> _EXERCISE AIM_
Turn every line of the data below into a numbered list, skipping any blank lines.

Contour labeling items:
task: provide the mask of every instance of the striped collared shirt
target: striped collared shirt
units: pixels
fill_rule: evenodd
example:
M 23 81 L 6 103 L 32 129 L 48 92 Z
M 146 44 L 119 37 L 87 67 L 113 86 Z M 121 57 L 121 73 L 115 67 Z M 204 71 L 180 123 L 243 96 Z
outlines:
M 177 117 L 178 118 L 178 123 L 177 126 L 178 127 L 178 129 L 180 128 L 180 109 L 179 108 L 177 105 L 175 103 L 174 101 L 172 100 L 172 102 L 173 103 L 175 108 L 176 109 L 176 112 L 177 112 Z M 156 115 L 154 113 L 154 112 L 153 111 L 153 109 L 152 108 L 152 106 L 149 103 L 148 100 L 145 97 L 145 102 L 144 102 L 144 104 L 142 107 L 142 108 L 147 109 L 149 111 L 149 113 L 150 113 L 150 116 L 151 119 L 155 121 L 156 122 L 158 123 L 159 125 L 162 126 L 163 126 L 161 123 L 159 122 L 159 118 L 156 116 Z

> _THE REPLY_
1. task: provide the mask of every instance of the striped collared shirt
2. target: striped collared shirt
3. units: pixels
4. fill_rule: evenodd
5. example:
6. M 23 81 L 6 103 L 32 129 L 48 92 Z
7. M 146 44 L 119 37 L 87 67 L 113 86 Z M 121 57 L 121 73 L 115 67 Z M 204 71 L 180 123 L 243 96 Z
8. outlines:
9. M 177 117 L 178 118 L 178 123 L 177 126 L 178 127 L 178 129 L 180 128 L 180 109 L 179 108 L 177 105 L 175 103 L 174 101 L 172 100 L 172 102 L 173 103 L 175 108 L 176 109 L 176 112 L 177 112 Z M 156 115 L 154 113 L 154 112 L 153 111 L 153 109 L 152 108 L 152 106 L 149 103 L 148 100 L 145 97 L 145 102 L 144 102 L 144 104 L 142 107 L 142 108 L 147 109 L 149 111 L 149 113 L 150 113 L 150 116 L 151 119 L 155 121 L 156 122 L 158 123 L 159 125 L 162 126 L 163 126 L 161 123 L 159 122 L 159 118 L 156 116 Z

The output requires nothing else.